== Required task ==
Count the lines of the material below that contain the string "present", and reply with the number alone.
** Start of Dataset records **
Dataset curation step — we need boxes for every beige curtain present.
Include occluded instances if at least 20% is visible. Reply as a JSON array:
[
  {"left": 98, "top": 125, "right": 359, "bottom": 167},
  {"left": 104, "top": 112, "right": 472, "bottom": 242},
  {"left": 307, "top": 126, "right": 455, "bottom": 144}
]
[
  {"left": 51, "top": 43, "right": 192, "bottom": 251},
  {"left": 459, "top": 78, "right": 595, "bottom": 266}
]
** End of Dataset records **
** Start of Dataset records **
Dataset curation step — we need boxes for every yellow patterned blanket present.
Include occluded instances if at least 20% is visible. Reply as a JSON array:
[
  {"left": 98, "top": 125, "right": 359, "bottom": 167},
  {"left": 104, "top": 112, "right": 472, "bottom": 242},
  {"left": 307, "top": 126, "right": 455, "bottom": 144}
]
** End of Dataset records **
== Exercise output ==
2